■ **Text excerpt**
Example: Multidimensional Contiguous Array

Example: Multidimensional Contiguous Array#

A common data-structure in scientific computing is a multidimensional array. For example, a mathematical matrix is best represented by a two-dimensional array. We want to look at some of the ways we can do this in C++.

Note

Unlike some languages (like Fortran, python w/ NumPy), C++ does not have a multidimensional array in its standard library. This will improve in C++23 with the introduction of std::mdspan. In a future standard (C++29?), another object, std::mdarray may be included.

`vector`-of-`vector`’s#

If we consider:

std::vector<std::vector<double>> array_2d;

Then this is creating a 1-d array that corresponds to the rows of our array, where each element of this is a separate vector to store the columns that make up that row.

This can be visualized as:

../_images/vector_of_vectors1.png — Fig. 11 Illustration of a `vector`-of-`vector`’s for a \(4\times 3\) array.#

However, each of these row vectors are independent, and can be in very disparate positions in memory.

We want an array where all the elements are stored contiguously in memory.

`array`-of-`array`’s#

We could alternately do an array-of-arrays using std::array. In this case, we need to know the size of the array ahead of time. Here’s an example that creates a 3×4 array (3 rows by 4 columns):

Listing 129 multid_array.cpp#

#include <iostream>
#include <array>
#include <format>

int main() {

    // create an array with 3 rows, each with
    // 4 columns
    std::array<std::array<double, 4>, 3> M{};

    double val{0.0};
    for (auto &r : M) {
        for (auto &c : r) {
            c = val++;
        }
    }

    for (auto r : M) {
        for (auto c : r) {
            std::cout << std::format("{:4} ", c);
        }
        std::cout << std::endl;
    }
}

The downside of this is that we need know how big our array is at compile-time. This is not always possible. However, this type of array is guaranteed to be contiguous in memory.

Caution

The older C-style way to create an array like this is:

double M[3][4];

but this should not be used. When passing to a function, it behaves like a pointer, and the size information is lost. This makes it less convenient to work with.

Caution

std::array places its data on the stack (see Memory: Stack vs. Heap). If the array is large, this can result in a stack overflow and the code crashing. Try creating an array of size 1024 × 1024.

Contiguous multi-dimensional array#

Our goal now is to create a contiguous memory space that stores all the elements of the 2-d array. Further, we want to be able to specify the size at runtime, instead of compile-time.

To make a contiguous vector, we will use a single vector dimensioned with a size of nrows * ncols.

Note

We have a choice to make—how do we unravel the multidimensional structure into a one-dimensional space? There are two options: row-major and column-major ordering:

In row-major storage, the elements of each row are next to each other in memory, and after one row begins the next. In column-major ordering, the elements of a column are next to each other in memory. Most languages default to row-major ordering, so that’s what we’ll use.

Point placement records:
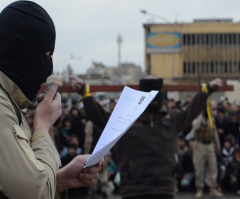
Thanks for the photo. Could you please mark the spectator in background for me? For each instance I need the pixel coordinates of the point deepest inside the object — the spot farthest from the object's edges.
(234, 108)
(66, 128)
(222, 124)
(222, 168)
(78, 125)
(228, 109)
(188, 99)
(171, 103)
(181, 146)
(30, 110)
(227, 152)
(73, 140)
(204, 157)
(234, 169)
(112, 168)
(233, 126)
(186, 167)
(112, 105)
(214, 107)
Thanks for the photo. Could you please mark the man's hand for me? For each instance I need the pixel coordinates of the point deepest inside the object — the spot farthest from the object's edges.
(75, 175)
(77, 84)
(216, 84)
(48, 110)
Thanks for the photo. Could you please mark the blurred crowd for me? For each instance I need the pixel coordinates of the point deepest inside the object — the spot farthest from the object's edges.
(227, 117)
(73, 134)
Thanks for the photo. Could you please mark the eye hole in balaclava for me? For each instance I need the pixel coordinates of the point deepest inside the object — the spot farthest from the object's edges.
(27, 42)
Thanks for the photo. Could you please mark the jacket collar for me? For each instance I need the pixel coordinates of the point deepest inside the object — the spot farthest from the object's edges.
(14, 91)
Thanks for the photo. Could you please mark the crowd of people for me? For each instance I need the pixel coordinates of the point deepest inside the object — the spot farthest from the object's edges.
(226, 116)
(74, 134)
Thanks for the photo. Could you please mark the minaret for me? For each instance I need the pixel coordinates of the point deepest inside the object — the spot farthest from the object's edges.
(119, 42)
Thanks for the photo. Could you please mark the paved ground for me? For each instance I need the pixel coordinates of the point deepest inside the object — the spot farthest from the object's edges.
(186, 196)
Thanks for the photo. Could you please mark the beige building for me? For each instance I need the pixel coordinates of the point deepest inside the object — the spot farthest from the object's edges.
(193, 52)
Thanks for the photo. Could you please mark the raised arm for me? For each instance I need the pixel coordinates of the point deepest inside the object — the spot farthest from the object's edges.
(94, 111)
(185, 117)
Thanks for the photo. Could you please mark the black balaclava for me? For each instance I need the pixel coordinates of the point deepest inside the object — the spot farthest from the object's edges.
(27, 33)
(148, 85)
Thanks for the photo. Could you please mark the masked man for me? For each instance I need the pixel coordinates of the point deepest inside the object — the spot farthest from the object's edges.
(29, 165)
(146, 151)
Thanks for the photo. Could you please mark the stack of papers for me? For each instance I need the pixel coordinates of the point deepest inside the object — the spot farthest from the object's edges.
(130, 106)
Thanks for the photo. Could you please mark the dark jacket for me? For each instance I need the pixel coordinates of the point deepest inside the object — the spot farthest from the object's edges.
(146, 151)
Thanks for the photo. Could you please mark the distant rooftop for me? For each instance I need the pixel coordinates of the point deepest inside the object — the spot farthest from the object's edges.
(212, 20)
(98, 65)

■ **Complete the following**
(1) According to the text on multidimensional arrays, which storage ordering do most languages use by default?
(2) Reproduce the passage of the text on multidimensional arrays starting with "The downside of" and going on through "1024 × 1024.".
None of this material is needed.

■ **Solutions to the exercise**
(1) Most languages default to row-major ordering.

(2)
The downside of this is that we need know how big our array is at compile-time. This is not always possible. However, this type of array is guaranteed to be contiguous in memory.

Caution

The older C-style way to create an array like this is:

double M[3][4];

but this should not be used. When passing to a function, it behaves like a pointer, and the size information is lost. This makes it less convenient to work with.

Caution

std::array places its data on the stack (see Memory: Stack vs. Heap). If the array is large, this can result in a stack overflow and the code crashing. Try creating an array of size 1024 × 1024.